* **Work instructions**: Could you work out how many lines of the material below hold "airplane"? Only the number is needed.

* * *

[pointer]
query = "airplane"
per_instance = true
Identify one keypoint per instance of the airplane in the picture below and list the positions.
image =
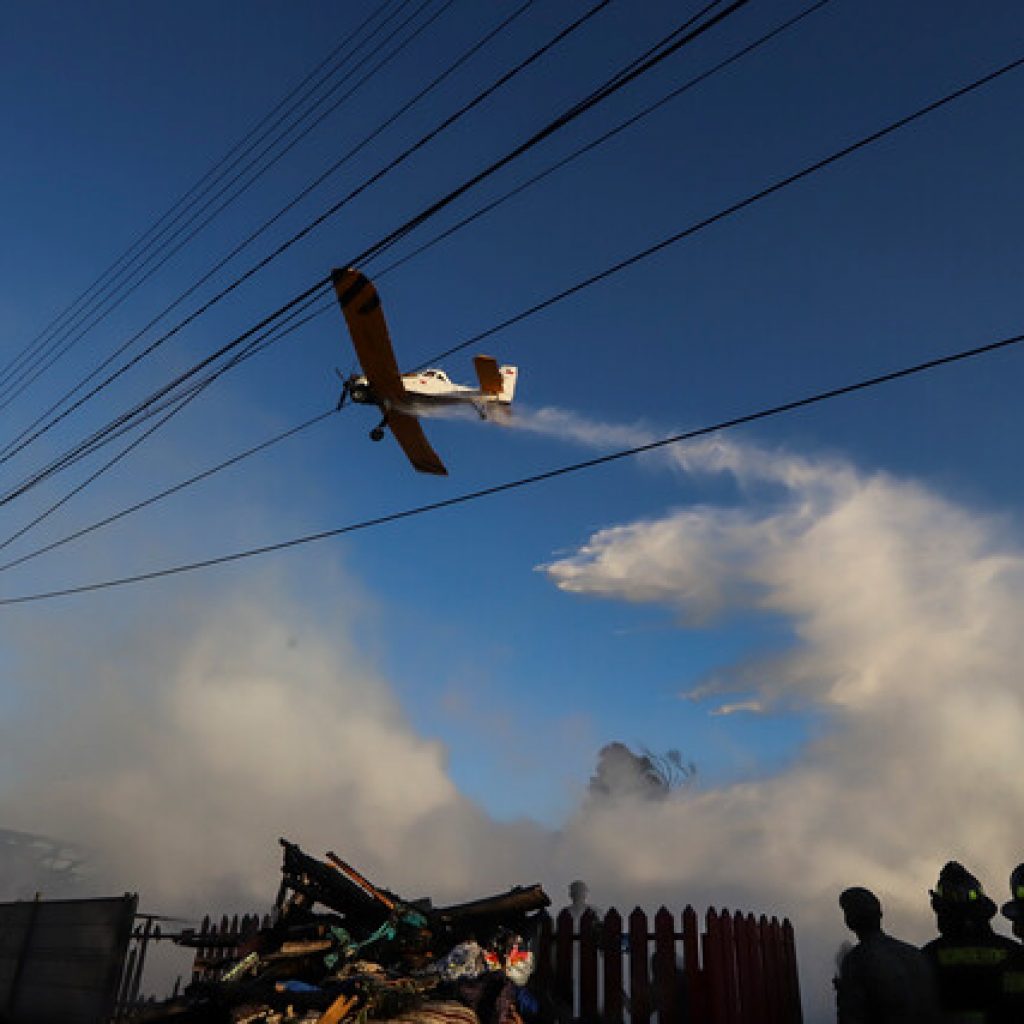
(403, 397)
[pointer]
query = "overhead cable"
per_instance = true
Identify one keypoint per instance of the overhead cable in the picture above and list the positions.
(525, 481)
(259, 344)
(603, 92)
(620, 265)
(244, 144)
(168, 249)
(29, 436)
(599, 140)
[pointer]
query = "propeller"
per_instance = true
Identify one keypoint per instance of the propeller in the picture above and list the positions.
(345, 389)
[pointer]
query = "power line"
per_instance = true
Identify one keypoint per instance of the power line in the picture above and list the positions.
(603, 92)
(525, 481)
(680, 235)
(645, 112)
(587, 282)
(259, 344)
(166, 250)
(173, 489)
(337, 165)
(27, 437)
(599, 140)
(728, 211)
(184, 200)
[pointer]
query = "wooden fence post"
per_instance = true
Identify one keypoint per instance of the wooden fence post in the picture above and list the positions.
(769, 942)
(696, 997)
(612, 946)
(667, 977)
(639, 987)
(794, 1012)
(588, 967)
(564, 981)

* * *

* **Response**: 2